## Task details
Can you write out everything from the very start of the items down to the line containing "548,344 -> 588,444", both ends included, reproducing each line character for character?

## Material for this exercise
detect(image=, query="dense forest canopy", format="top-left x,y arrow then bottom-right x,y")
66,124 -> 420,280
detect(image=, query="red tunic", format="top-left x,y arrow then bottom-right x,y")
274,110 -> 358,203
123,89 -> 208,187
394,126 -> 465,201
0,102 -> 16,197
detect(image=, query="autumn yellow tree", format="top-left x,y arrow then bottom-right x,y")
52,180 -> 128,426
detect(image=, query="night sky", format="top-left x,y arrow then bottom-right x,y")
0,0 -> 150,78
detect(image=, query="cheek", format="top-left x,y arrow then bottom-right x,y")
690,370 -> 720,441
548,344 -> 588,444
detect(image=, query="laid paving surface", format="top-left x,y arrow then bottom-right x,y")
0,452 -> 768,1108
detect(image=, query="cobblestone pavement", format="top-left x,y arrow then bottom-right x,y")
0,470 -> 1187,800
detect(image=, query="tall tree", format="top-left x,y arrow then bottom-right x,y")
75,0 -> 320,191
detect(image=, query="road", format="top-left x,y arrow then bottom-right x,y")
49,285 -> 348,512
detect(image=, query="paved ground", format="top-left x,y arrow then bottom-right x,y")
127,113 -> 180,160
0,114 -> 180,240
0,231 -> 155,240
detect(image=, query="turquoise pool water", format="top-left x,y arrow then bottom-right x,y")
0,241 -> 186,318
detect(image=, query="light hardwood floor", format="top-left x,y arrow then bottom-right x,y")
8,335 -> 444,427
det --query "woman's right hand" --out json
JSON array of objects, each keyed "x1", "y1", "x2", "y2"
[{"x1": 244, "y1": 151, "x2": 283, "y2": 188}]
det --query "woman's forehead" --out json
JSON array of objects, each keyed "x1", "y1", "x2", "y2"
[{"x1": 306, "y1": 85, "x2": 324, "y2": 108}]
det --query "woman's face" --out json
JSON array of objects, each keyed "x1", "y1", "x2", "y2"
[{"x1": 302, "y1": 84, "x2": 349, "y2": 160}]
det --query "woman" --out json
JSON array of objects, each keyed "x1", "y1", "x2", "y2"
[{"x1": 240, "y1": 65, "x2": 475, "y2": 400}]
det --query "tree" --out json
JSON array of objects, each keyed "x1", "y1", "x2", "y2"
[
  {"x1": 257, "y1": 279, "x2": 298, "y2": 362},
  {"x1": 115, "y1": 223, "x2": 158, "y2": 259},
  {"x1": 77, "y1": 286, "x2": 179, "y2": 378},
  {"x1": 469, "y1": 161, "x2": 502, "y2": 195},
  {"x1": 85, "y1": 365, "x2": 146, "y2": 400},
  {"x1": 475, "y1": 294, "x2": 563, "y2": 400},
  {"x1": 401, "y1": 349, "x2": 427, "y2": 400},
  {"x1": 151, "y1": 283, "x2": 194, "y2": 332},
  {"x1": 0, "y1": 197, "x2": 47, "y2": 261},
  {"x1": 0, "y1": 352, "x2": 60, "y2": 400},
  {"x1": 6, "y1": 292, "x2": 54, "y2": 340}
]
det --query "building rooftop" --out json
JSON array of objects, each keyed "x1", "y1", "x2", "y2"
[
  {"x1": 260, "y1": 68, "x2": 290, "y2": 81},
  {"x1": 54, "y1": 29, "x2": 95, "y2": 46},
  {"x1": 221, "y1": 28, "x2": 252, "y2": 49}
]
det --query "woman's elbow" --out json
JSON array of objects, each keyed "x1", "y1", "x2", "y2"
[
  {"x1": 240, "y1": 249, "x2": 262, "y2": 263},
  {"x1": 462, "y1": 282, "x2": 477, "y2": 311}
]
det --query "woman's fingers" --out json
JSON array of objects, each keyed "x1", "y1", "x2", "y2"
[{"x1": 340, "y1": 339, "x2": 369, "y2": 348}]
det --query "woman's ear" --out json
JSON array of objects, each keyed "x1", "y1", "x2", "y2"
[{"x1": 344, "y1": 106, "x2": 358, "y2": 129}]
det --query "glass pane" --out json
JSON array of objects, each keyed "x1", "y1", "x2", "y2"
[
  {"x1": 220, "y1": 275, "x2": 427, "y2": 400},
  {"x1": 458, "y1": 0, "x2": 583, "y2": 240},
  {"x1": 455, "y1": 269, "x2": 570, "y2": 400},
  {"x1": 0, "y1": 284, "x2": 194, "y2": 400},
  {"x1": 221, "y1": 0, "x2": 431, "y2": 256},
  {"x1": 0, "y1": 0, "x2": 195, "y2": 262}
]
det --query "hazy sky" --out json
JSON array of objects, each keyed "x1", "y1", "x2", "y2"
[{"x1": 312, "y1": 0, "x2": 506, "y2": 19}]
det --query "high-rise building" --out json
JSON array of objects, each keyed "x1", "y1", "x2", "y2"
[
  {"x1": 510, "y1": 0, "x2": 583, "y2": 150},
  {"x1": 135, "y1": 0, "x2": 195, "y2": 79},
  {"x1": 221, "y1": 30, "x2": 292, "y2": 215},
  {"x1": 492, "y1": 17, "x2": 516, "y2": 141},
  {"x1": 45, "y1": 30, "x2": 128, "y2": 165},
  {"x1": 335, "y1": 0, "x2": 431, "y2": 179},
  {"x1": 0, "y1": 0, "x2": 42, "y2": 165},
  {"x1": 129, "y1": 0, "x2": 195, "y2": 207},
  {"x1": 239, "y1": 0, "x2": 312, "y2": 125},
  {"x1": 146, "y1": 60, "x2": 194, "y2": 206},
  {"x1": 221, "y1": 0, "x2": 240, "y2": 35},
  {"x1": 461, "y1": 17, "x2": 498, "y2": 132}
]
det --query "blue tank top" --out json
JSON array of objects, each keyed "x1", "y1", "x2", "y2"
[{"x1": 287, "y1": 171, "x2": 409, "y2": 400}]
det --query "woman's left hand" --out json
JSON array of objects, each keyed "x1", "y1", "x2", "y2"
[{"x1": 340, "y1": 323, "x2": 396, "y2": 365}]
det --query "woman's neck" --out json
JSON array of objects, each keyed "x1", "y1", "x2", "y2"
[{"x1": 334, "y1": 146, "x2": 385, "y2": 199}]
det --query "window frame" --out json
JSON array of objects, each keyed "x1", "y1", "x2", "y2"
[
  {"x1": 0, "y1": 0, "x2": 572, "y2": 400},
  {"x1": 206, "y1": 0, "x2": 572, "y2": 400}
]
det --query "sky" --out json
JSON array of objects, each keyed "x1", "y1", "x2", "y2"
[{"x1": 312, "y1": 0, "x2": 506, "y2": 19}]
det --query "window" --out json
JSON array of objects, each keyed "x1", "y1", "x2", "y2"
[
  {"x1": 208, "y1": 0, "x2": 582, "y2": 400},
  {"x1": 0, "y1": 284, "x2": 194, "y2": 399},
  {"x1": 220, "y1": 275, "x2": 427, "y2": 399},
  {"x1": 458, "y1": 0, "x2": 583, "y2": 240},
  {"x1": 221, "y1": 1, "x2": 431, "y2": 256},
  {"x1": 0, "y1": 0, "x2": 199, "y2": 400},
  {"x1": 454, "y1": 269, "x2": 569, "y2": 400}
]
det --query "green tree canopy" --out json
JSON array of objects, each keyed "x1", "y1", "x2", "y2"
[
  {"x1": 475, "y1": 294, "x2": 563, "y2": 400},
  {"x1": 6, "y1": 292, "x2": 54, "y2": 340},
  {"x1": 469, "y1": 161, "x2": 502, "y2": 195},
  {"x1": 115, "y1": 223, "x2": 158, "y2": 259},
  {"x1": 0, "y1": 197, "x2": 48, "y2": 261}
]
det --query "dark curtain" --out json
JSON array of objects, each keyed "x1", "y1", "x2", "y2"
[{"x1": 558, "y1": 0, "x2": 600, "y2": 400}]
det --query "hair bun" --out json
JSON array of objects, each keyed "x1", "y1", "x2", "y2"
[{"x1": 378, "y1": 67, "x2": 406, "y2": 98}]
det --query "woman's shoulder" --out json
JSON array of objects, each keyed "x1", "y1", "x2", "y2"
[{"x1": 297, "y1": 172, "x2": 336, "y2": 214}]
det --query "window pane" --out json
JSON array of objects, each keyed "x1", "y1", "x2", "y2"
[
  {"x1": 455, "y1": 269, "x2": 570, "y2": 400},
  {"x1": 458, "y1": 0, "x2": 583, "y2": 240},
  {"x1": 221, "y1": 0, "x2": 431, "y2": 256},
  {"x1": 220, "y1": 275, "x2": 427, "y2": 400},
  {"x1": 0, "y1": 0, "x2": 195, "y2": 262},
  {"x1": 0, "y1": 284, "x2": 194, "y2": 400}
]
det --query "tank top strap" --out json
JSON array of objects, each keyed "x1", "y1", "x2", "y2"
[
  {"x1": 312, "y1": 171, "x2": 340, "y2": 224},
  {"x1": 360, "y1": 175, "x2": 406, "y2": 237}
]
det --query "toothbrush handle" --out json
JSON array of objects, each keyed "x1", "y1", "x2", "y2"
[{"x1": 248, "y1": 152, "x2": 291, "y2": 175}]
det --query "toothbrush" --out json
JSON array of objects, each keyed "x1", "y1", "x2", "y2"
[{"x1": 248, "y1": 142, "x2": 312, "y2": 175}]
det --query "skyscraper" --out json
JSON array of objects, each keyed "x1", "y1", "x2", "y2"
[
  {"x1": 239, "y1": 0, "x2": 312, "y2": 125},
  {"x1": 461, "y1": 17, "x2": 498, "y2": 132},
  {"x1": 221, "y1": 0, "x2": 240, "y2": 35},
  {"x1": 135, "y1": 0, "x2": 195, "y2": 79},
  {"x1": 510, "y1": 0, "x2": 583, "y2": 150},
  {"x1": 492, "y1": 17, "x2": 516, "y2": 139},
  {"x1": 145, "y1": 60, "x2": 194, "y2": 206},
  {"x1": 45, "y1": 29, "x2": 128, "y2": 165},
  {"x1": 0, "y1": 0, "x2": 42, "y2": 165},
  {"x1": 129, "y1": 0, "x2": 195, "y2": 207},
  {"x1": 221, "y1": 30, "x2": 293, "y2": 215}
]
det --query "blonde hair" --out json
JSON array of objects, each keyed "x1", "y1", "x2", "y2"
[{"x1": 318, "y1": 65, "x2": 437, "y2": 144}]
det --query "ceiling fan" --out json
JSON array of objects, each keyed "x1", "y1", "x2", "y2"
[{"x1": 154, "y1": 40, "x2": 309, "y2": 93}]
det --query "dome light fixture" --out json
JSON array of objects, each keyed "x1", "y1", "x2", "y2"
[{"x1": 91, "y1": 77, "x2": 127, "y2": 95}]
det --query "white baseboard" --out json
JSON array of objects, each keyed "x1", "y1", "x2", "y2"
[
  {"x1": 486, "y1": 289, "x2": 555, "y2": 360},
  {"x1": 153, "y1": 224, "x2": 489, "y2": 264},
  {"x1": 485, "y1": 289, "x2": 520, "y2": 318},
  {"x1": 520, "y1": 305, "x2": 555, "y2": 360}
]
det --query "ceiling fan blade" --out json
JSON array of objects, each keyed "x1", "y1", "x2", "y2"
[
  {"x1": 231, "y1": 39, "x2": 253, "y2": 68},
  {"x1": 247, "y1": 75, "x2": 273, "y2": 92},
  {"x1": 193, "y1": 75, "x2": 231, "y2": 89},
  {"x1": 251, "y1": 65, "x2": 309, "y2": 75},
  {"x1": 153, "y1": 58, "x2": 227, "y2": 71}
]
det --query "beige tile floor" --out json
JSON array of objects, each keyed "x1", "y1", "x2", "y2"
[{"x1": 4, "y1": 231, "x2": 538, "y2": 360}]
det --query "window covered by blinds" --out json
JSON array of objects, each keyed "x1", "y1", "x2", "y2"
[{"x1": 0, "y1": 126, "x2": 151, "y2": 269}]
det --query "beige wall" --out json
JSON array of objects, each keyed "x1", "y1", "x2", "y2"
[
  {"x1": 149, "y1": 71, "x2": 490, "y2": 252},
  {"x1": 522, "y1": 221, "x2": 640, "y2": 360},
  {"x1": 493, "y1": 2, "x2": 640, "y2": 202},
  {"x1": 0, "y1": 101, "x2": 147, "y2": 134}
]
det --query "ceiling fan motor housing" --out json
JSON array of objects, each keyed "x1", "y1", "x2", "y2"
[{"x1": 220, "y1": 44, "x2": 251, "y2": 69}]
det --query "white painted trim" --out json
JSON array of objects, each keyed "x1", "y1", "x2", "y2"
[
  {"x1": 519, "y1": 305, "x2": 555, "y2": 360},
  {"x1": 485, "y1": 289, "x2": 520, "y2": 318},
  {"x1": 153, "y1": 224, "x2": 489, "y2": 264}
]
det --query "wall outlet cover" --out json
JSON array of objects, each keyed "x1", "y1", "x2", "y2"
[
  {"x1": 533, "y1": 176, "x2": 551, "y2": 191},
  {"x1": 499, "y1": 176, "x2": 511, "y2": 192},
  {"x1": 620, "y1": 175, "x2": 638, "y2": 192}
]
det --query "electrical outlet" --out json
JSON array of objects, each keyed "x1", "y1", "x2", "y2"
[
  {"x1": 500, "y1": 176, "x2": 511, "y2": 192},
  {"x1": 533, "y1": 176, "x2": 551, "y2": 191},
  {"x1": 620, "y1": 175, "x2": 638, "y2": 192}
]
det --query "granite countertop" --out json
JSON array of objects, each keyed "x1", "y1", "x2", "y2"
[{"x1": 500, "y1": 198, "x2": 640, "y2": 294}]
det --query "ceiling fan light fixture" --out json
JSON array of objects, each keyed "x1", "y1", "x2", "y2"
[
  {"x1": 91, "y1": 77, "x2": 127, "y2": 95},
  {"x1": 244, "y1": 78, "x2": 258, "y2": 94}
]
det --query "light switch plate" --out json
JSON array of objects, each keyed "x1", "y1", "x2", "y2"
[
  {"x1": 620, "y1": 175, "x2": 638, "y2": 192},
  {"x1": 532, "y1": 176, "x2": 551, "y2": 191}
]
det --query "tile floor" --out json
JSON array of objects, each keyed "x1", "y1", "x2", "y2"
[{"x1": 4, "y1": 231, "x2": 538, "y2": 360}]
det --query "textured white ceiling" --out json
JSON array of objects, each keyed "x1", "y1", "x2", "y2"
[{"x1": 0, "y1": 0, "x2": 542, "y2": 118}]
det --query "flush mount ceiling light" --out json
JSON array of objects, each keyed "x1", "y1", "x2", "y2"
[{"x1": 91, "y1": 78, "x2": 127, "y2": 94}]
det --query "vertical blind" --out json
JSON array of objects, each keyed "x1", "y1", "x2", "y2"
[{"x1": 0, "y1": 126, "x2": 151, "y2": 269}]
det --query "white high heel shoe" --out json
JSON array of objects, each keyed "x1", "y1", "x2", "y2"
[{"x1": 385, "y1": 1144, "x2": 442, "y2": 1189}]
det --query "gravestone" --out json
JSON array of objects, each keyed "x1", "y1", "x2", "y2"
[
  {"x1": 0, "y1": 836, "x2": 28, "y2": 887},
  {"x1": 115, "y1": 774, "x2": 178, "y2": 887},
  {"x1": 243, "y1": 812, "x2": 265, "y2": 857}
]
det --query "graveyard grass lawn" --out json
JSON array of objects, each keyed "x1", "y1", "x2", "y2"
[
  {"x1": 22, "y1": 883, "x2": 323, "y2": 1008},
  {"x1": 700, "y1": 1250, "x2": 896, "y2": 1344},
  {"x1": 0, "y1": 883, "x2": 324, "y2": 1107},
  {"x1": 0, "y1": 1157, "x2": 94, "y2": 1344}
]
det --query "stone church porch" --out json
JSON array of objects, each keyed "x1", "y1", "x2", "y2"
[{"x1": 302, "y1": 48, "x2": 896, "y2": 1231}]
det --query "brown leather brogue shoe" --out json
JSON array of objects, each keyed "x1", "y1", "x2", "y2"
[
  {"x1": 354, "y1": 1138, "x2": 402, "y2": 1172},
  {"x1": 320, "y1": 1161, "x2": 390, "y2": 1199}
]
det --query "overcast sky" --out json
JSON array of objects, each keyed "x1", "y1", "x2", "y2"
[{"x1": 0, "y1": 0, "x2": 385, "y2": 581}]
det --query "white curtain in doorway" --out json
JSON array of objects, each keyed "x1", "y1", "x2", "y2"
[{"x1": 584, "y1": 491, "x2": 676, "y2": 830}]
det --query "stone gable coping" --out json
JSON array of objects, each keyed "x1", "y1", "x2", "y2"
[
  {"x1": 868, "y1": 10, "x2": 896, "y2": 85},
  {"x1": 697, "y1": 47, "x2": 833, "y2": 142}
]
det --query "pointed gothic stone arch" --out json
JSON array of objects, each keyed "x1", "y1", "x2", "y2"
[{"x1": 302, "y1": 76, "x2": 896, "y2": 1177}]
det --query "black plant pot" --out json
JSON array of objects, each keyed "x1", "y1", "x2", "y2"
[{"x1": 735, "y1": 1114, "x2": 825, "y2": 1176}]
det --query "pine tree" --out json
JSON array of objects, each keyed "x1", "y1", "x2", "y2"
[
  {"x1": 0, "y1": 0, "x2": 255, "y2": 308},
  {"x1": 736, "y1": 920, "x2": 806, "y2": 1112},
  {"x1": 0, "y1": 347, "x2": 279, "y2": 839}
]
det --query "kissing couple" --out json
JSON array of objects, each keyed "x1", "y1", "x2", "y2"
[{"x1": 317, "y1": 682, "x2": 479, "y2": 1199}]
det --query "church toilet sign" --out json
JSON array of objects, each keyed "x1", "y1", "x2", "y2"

## Completed exercise
detect(image=, query="dense forest canopy", format="top-left x,y arrow then bottom-right x,y")
66,124 -> 420,280
detect(image=, query="red tunic", format="top-left x,y arrow then bottom-right x,y")
274,110 -> 358,203
123,89 -> 208,187
394,126 -> 465,201
0,102 -> 16,197
detect(image=, query="autumn yellow tree", format="top-left x,y arrow then bottom-right x,y")
52,180 -> 128,426
detect(image=, query="night sky", format="top-left x,y arrow then bottom-right x,y")
0,0 -> 150,78
detect(image=, query="cheek", format="top-left x,y arrow then bottom-right x,y")
690,370 -> 720,441
548,344 -> 588,444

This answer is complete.